■ Text shown ■
────

The Supreme Court on Friday threw into question the future of climate and environmental regulation in the United States, scrapping a decades-old legal precedent that gave federal agencies leeway to interpret laws according to their expertise and scientific evidence. The impact of the decision to scrap the so-called Chevron deference will take years to become clear, but it could allow for far more legal challenges against regulations by agencies like the EPA and the Department of the Interior that have a huge role in the climate fight.
Federal courts have long deferred to federal agencies to interpret laws that are unclear and need further clarification. In 1984, a shorthanded Supreme Court ruled in a unanimous decision that federal agencies have the final say on ambiguous policies, which allowed those agencies broad authority to make decisions without fear of judicial override.
In Supreme Court filings, the Biden administration said that overruling the Chevron deference would be a “convulsive shock to the legal system.”
Environmental organizations also condemned the decision.
“Today’s ruling sidelines the role of agency expertise, and instead shifts power to judges who do not have the expertise of agency staff who live and breathe the science, financial principles, and safety concerns that federal agencies specialize in,” Kym Meyer, the litigation director for the Southern Environmental Law Center, said in a statement.
Vickie Patton, general counsel for the Environmental Defense Fund, said the decision “undermines vital protections for the American people at the behest of powerful polluters.”
Writing for a 6-3 majority, Chief Justice John Roberts argued that “courts must exercise their independent judgment in deciding whether an agency has acted within its statutory authority.” He called the Chevron decision a “fundamental disruption of our separation of powers,” one that “improperly strips courts of judicial power by simultaneously increasing the power of executive agencies.”
The current conservative Supreme Court no longer relies much on Chevron to decide big cases involving the executive branch; Roberts noted during the oral arguments for the Loper Bright Enterprises v. Raimondo case, also on the docket this session, that the court has gone “14 or 16” years since issuing a decision citing the Chevron precedent. Instead, the court in several recent decisions has outlined its own standard for evaluating regulations. This standard, which the court’s conservative justices call the “major questions doctrine,” prohibits agencies from making rules on issues of “economic and political magnitude” without clear directives from Congress. The court has never outlined what constitutes an issue of such magnitude, but it cited the “major questions” test in a landmark 2022 case that limited the EPA’s authority to regulate greenhouse gases.
Lower courts, however, still cite the Chevron deference in many cases, and federal agencies win most of them: An analysis of more than 1,500 circuit court decisions between 2003 and 2013 found that courts applied Chevron in 77 percent of regulatory disputes, and that agencies won many more of cases than they did cases where courts did not use Chevron. The Department of the Interior, which handles many issues related to climate change, oil leasing, endangered species, and Indigenous affairs, was one of the agencies that relied on Chevron the most.
The Biden administration and numerous legal scholars had urged the court to keep the precedent in place, arguing that overturning it would create regulatory chaos as hundreds of plaintiffs sued to challenge past rules. In his decision, Roberts rebuffed the idea that the court’s move to throw out Chevron would cause a deluge of lawsuits against past regulation, saying the decision shouldn’t call into question the numerous past cases that relied on the precedent.

────

[A block of data]

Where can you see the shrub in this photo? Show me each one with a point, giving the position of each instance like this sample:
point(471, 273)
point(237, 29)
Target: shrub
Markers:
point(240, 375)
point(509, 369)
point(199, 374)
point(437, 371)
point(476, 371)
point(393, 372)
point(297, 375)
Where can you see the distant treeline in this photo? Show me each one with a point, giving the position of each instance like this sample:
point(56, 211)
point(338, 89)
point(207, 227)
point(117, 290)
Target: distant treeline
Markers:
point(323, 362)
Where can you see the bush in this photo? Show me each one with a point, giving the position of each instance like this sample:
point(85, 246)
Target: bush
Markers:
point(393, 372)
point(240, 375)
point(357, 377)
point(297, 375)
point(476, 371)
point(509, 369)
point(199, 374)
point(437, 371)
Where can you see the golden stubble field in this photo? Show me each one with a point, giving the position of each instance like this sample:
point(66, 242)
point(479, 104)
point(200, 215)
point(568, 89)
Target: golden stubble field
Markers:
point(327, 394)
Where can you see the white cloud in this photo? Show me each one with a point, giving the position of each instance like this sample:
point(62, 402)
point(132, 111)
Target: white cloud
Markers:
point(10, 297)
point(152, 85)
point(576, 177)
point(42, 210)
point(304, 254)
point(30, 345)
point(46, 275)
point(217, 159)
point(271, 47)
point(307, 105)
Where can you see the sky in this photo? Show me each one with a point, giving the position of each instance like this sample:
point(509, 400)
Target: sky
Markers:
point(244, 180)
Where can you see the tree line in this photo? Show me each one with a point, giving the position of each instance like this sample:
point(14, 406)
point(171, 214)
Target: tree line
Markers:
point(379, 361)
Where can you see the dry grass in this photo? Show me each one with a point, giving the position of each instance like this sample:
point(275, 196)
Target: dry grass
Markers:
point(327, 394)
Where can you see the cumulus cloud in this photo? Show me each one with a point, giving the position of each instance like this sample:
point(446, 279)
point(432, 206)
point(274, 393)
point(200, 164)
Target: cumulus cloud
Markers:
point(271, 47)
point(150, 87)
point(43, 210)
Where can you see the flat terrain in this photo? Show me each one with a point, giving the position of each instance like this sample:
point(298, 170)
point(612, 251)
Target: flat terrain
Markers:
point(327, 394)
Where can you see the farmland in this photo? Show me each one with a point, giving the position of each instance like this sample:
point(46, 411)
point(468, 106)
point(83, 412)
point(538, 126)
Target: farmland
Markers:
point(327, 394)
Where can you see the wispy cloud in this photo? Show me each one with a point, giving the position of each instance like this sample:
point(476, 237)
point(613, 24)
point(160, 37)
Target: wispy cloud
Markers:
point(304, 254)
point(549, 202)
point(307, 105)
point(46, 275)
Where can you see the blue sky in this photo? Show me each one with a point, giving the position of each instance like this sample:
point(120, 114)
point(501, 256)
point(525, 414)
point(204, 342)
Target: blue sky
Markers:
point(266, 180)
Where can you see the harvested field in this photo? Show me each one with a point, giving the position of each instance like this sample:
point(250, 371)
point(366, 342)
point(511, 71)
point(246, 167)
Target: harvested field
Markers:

────

■ Tasks ■
1. List every individual whom the Chevron ruling article quotes by name.
2. Echo the passage of the Chevron ruling article between "The Supreme Court" and "the climate fight.", inclusive.

■ Task-by-task results ■
1. Kym Meyer, Vickie Patton, Chief Justice John Roberts

2.
The Supreme Court on Friday threw into question the future of climate and environmental regulation in the United States, scrapping a decades-old legal precedent that gave federal agencies leeway to interpret laws according to their expertise and scientific evidence. The impact of the decision to scrap the so-called Chevron deference will take years to become clear, but it could allow for far more legal challenges against regulations by agencies like the EPA and the Department of the Interior that have a huge role in the climate fight.